### Extrait du document
========
Agriculture

Consommation des produits phytosanitaires

Publié le 20 novembre 2006

A. Au niveau National

Concernant les produits phytosanitaires, les seuls chiffres que l’on puisse obtenir au niveau national sont ceux donnés par l’UIPP (Union des Industries de la Protection des Plantes). Ils représentent les ventes toutes substances confondues à tous les utilisateurs (particuliers, collectivités, agriculture).
Globalement la tendance est la suivante :

- On observe un pic en 1999 au-delà des 120 000 Tonnes de substances actives vendues, suivi d’une diminution jusqu’en 2003 (suite à la baisse des doses autorisées de fongicides minéraux).
Le pic de 99 peut être expliqué par le jeu de vente anticipées fin 98 (comptabilisées cependant en 99) pour échapper à la TGAP (Taxe Générale sur les Activités Polluantes) qui entrait alors en vigueur.
========
### Consigne
Veuillez recopier à l'identique le passage de l'extrait sur les produits phytosanitaires qui débute aux mots « Publié le 20 » et s'arrête après « de fongicides minéraux). ».
========
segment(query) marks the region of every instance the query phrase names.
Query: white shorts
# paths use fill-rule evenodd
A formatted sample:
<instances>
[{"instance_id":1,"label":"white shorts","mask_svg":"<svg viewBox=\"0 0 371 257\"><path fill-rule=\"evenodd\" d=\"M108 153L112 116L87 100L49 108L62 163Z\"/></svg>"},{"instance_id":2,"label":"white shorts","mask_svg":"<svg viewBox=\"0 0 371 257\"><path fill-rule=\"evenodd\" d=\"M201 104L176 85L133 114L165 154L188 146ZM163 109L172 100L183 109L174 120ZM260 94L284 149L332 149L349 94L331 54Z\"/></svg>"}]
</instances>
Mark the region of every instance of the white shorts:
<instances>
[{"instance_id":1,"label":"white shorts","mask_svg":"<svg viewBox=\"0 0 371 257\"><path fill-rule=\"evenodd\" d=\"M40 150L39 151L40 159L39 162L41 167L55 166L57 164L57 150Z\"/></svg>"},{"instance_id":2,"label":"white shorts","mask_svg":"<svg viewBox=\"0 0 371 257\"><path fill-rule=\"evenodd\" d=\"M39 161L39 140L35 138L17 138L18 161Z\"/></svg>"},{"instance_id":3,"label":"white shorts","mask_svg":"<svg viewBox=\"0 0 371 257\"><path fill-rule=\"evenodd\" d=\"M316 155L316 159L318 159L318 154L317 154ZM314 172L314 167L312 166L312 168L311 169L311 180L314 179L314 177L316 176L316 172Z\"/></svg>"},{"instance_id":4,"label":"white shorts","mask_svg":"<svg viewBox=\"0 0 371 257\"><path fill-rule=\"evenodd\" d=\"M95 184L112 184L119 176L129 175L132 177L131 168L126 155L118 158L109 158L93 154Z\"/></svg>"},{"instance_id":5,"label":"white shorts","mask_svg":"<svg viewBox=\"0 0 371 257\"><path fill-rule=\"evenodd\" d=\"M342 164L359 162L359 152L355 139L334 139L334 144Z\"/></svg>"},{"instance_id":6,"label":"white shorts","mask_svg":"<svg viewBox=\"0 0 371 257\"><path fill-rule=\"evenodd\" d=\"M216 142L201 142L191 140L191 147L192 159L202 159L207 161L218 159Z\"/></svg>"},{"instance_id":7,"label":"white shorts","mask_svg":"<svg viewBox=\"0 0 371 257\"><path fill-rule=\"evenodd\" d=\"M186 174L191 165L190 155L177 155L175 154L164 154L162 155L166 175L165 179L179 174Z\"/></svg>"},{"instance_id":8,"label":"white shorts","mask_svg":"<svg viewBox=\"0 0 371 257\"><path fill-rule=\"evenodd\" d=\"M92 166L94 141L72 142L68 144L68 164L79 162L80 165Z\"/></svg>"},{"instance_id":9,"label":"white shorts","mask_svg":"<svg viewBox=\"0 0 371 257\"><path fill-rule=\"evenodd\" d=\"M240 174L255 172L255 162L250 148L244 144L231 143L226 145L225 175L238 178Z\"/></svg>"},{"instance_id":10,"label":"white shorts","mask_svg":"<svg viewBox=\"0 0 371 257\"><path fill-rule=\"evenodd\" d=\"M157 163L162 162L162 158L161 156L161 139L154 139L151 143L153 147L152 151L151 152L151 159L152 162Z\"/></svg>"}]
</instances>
========
### Réponse
Publié le 20 novembre 2006

A. Au niveau National

Concernant les produits phytosanitaires, les seuls chiffres que l’on puisse obtenir au niveau national sont ceux donnés par l’UIPP (Union des Industries de la Protection des Plantes). Ils représentent les ventes toutes substances confondues à tous les utilisateurs (particuliers, collectivités, agriculture).
Globalement la tendance est la suivante :

- On observe un pic en 1999 au-delà des 120 000 Tonnes de substances actives vendues, suivi d’une diminution jusqu’en 2003 (suite à la baisse des doses autorisées de fongicides minéraux).